* **TASK PROMPT**: Your answer must be the listing, given again word for word.

--- START ---

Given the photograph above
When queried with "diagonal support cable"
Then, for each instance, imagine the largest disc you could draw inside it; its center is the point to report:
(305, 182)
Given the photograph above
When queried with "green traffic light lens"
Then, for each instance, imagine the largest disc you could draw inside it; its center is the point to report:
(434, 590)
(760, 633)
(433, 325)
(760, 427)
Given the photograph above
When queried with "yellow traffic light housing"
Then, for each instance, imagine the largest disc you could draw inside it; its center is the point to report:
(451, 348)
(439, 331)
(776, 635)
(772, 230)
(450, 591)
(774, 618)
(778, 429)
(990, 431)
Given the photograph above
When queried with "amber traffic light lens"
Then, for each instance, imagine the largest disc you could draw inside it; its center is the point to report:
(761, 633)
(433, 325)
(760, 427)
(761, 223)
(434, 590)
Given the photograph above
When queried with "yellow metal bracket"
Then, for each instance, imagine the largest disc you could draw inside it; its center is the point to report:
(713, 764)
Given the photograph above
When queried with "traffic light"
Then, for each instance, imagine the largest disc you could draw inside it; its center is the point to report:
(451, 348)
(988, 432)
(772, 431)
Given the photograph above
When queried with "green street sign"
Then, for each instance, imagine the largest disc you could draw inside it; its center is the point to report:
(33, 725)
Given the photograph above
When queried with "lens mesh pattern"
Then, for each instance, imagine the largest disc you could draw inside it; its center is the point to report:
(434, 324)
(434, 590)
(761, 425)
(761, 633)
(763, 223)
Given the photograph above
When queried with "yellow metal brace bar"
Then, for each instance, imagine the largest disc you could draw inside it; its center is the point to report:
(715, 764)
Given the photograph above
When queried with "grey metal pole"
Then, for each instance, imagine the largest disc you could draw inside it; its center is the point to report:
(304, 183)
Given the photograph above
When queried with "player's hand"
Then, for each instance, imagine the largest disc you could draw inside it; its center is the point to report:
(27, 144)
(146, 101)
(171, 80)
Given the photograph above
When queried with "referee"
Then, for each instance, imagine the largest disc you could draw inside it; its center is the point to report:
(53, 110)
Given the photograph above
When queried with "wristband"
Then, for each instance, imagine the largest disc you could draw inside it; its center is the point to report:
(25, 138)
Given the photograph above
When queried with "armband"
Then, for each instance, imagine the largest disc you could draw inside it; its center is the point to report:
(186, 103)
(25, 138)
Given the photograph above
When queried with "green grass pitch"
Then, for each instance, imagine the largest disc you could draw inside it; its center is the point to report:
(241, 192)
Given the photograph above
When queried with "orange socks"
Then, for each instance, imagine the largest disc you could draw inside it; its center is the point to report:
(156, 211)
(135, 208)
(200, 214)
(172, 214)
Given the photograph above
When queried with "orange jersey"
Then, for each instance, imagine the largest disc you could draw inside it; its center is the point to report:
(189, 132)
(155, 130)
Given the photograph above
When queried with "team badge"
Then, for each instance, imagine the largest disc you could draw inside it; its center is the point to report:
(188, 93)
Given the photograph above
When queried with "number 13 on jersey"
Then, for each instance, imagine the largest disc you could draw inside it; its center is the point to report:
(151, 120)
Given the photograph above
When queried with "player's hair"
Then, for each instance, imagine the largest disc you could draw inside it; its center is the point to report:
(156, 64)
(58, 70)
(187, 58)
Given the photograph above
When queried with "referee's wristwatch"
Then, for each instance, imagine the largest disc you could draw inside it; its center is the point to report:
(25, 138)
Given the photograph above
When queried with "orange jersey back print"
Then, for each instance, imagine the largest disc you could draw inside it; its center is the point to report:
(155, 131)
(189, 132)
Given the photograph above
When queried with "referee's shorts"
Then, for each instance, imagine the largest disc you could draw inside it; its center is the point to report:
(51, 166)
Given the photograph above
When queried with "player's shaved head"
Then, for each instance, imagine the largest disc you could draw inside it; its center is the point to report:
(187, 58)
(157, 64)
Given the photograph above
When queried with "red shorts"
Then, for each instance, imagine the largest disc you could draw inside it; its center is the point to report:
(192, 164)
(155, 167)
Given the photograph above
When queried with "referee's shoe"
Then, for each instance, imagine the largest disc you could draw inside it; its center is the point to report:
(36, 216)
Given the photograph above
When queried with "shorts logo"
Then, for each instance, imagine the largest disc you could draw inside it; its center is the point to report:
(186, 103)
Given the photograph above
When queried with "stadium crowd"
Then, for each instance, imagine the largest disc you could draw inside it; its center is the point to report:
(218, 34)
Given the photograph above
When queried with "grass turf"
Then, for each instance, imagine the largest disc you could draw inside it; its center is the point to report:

--- END ---

* **ANSWER**:
Given the photograph above
When queried with "diagonal support cable"
Then, for each instance, imagine the largest disc you could draw inside it; its center is the point to report:
(305, 182)
Given the photograph above
When queried with "green traffic light lens"
Then, for each instance, imagine the largest disc you could draw inside it; its center is the point to report:
(434, 590)
(760, 633)
(433, 325)
(760, 427)
Given the photograph above
When queried with "yellow traffic light housing"
Then, for each instance, imagine the largest disc you could draw inside it; its center is the point to report:
(451, 348)
(439, 331)
(776, 635)
(772, 230)
(450, 591)
(774, 618)
(778, 429)
(990, 431)
Given the photograph above
When queried with "amber traffic light lens"
Then, for each instance, imagine the largest disc you could draw inside it; its center is the point to report:
(761, 633)
(433, 325)
(760, 427)
(761, 223)
(434, 590)
Given the photograph above
When queried with "yellow metal bracket"
Then, for each instance, imagine the largest disc you could draw inside it; its center is the point to report:
(713, 764)
Given the photograph above
When queried with "traffic light"
Then, for each instance, imagine the largest disc you could draw inside it; its center is the point to report:
(451, 348)
(988, 432)
(772, 431)
Given the photograph above
When queried with "green street sign"
Then, for each instance, imagine the largest disc you could draw inside it; its center is the point to report:
(33, 725)
Given the photograph above
When queried with "lens mesh pattern"
Then, for each instance, imagine the largest disc you could draw inside it; its center is the point to report:
(434, 324)
(434, 590)
(761, 425)
(761, 633)
(763, 223)
Given the photograph above
When queried with "yellow metal brace bar"
Then, for each instance, imagine the largest disc you could draw inside it; its center is the point to report:
(715, 764)
Given the photograph above
When queried with "grey metal pole"
Then, for each instance, imagine the largest disc you could draw inside it; its center is the point to report:
(304, 183)
Given the photograph above
When queried with "player's hand"
Then, for each instance, imagine the largest disc you could draw inside it; its center is the point to report:
(27, 144)
(146, 101)
(171, 80)
Given the photograph above
When queried with "referee"
Then, for each instance, imagine the largest disc you could draw inside it; its center is the point to report:
(53, 110)
Given the photograph above
When queried with "wristband"
Then, for each instance, imagine the largest disc you could draw inside it; its center is the point to report:
(25, 138)
Given the photograph above
When queried with "armband"
Then, for each instance, imagine the largest disc you could draw inside it; its center is the point to report:
(186, 103)
(25, 138)
Given the photograph above
When queried with "green grass pitch"
Then, for each instance, imagine the largest disc you could draw inside it; its center is the point to report:
(241, 192)
Given the photograph above
When queried with "orange socks"
Then, for each instance, imagine the largest disc you could draw inside it; its center is the point to report:
(156, 211)
(135, 208)
(200, 214)
(172, 214)
Given the photograph above
When queried with "orange jersey"
Then, for each instance, imagine the largest disc you could draw inside it; its center is the point to report:
(189, 132)
(155, 130)
Given the photograph above
When queried with "team badge"
Then, for each instance, imagine the largest disc you could draw inside it; its center is the point to report:
(188, 93)
Given the photograph above
When queried with "number 13 on jersey"
Then, for each instance, imagine the largest disc you could draw inside it; its center is the point to report:
(151, 120)
Given the photograph above
When queried with "player's hair"
Then, for each instance, imagine the largest disc you could draw inside it; its center is the point to report:
(156, 64)
(58, 70)
(187, 58)
Given the photograph above
When queried with "referee's wristwatch"
Then, for each instance, imagine the largest disc you could draw inside it; its center is the point to report:
(25, 138)
Given the photograph above
When queried with "orange jersey back print"
Then, for each instance, imagine the largest disc you could draw inside it; its center is the point to report:
(155, 131)
(189, 132)
Given the photograph above
When queried with "referee's shorts"
Then, for each instance, imagine the largest disc you could draw inside it; its center is the point to report:
(51, 166)
Given the photograph above
When queried with "player's shaved head"
Then, for each instance, imagine the largest disc you could draw inside it; its center is the point to report:
(187, 58)
(157, 64)
Given the photograph above
When queried with "red shorts"
Then, for each instance, imagine the largest disc you could draw inside it; its center is the point to report:
(192, 164)
(155, 167)
Given the photograph above
When queried with "referee's shoe"
Then, for each instance, imagine the largest disc you could draw inside it; its center is the point to report:
(36, 216)
Given the photograph above
When queried with "shorts logo"
Then, for each instance, imagine the largest disc you could draw inside it; its center is the point to report:
(186, 103)
Given the photograph above
When queried with "stadium crowd"
Then, for each instance, imagine the largest disc you could draw inside it; its center is the point to report:
(218, 34)
Given the photograph above
When queried with "grass turf"
Then, for each instance, imagine the largest disc you could draw inside it; its center is the point to report:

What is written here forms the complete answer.